**Exercise requirements:**
Please identify each line in the records below that contains the string "path" and copy those lines out in full.

**Source data:**
▽
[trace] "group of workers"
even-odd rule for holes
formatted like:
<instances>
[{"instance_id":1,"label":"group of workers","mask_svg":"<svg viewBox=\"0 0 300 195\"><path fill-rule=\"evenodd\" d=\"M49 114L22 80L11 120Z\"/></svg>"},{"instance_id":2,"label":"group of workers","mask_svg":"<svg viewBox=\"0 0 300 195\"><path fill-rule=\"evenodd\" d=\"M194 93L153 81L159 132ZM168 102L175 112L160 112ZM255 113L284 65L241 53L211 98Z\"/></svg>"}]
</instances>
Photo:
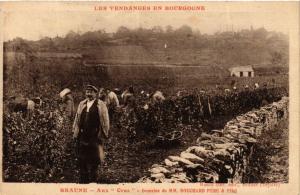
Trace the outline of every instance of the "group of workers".
<instances>
[{"instance_id":1,"label":"group of workers","mask_svg":"<svg viewBox=\"0 0 300 195\"><path fill-rule=\"evenodd\" d=\"M222 112L228 112L228 110L233 112L237 111L234 109L256 107L261 104L263 99L269 98L271 101L273 98L268 97L268 94L265 94L266 91L263 88L260 89L258 83L254 85L256 92L247 92L248 88L248 86L245 86L246 90L239 94L230 93L236 94L230 98L228 98L228 95L211 97L203 90L187 96L181 96L181 93L178 92L175 100L166 99L161 91L155 91L152 94L141 91L138 96L144 97L146 101L145 104L137 108L137 94L133 87L129 87L121 93L117 89L98 89L93 85L87 85L85 88L86 98L79 103L77 111L75 110L72 91L68 88L63 89L59 93L63 105L62 110L65 116L73 121L73 138L78 143L79 182L96 182L98 165L103 162L104 142L109 137L112 121L121 120L116 118L115 115L120 108L125 110L124 115L127 114L127 117L133 116L132 120L135 120L135 122L132 123L136 123L139 118L140 121L143 120L144 122L149 117L155 118L151 115L151 111L155 110L160 113L158 115L160 115L161 121L170 124L168 121L173 123L174 120L191 122L191 119L200 120L213 114L218 115ZM237 88L234 86L232 90L225 89L225 92L236 90ZM237 104L237 102L240 103ZM31 115L34 108L41 106L41 104L42 100L40 98L29 100L11 97L11 106L15 112L26 111L28 115ZM144 118L141 119L141 117ZM157 117L155 120L157 120ZM146 121L147 125L154 124L154 121L149 121ZM127 126L131 128L129 131L135 131L135 124Z\"/></svg>"}]
</instances>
△
**Written response:**
[{"instance_id":1,"label":"group of workers","mask_svg":"<svg viewBox=\"0 0 300 195\"><path fill-rule=\"evenodd\" d=\"M49 114L22 80L11 120Z\"/></svg>"},{"instance_id":2,"label":"group of workers","mask_svg":"<svg viewBox=\"0 0 300 195\"><path fill-rule=\"evenodd\" d=\"M194 93L153 81L159 132ZM168 102L175 112L160 112ZM255 113L284 65L241 53L211 98Z\"/></svg>"}]
[{"instance_id":1,"label":"group of workers","mask_svg":"<svg viewBox=\"0 0 300 195\"><path fill-rule=\"evenodd\" d=\"M222 112L228 112L228 110L233 112L237 111L234 109L256 107L261 104L263 99L269 98L271 101L273 98L268 97L268 94L265 94L266 91L263 88L260 89L258 83L254 85L256 92L247 92L248 88L248 86L245 86L246 90L239 94L230 93L236 94L230 98L228 98L228 95L211 97L203 90L187 96L181 96L181 93L178 92L175 100L166 99L161 91L155 91L152 94L141 91L138 96L144 97L146 101L145 104L137 108L137 94L133 87L129 87L121 93L117 89L98 89L93 85L87 85L85 88L86 98L79 103L77 111L75 110L72 91L68 88L63 89L59 93L63 105L62 110L65 116L73 121L73 138L78 143L79 182L96 182L98 165L103 162L104 142L109 137L112 121L121 120L116 118L115 115L120 108L125 110L124 115L127 114L127 117L133 116L132 120L135 120L135 122L132 123L136 123L139 118L140 121L143 120L144 122L149 117L155 118L151 115L151 111L155 110L160 113L158 115L160 115L161 121L170 124L168 121L173 123L174 120L191 122L191 119L200 120L213 114L218 115ZM237 88L234 86L232 90L225 89L225 92L236 90ZM237 104L237 102L240 103ZM31 115L34 108L41 106L41 104L42 100L40 98L29 100L11 97L11 106L15 112L26 111L28 115ZM144 118L141 119L141 117ZM157 117L155 120L157 120ZM146 121L147 125L154 124L154 121L149 121ZM127 126L131 128L129 131L135 131L135 124Z\"/></svg>"}]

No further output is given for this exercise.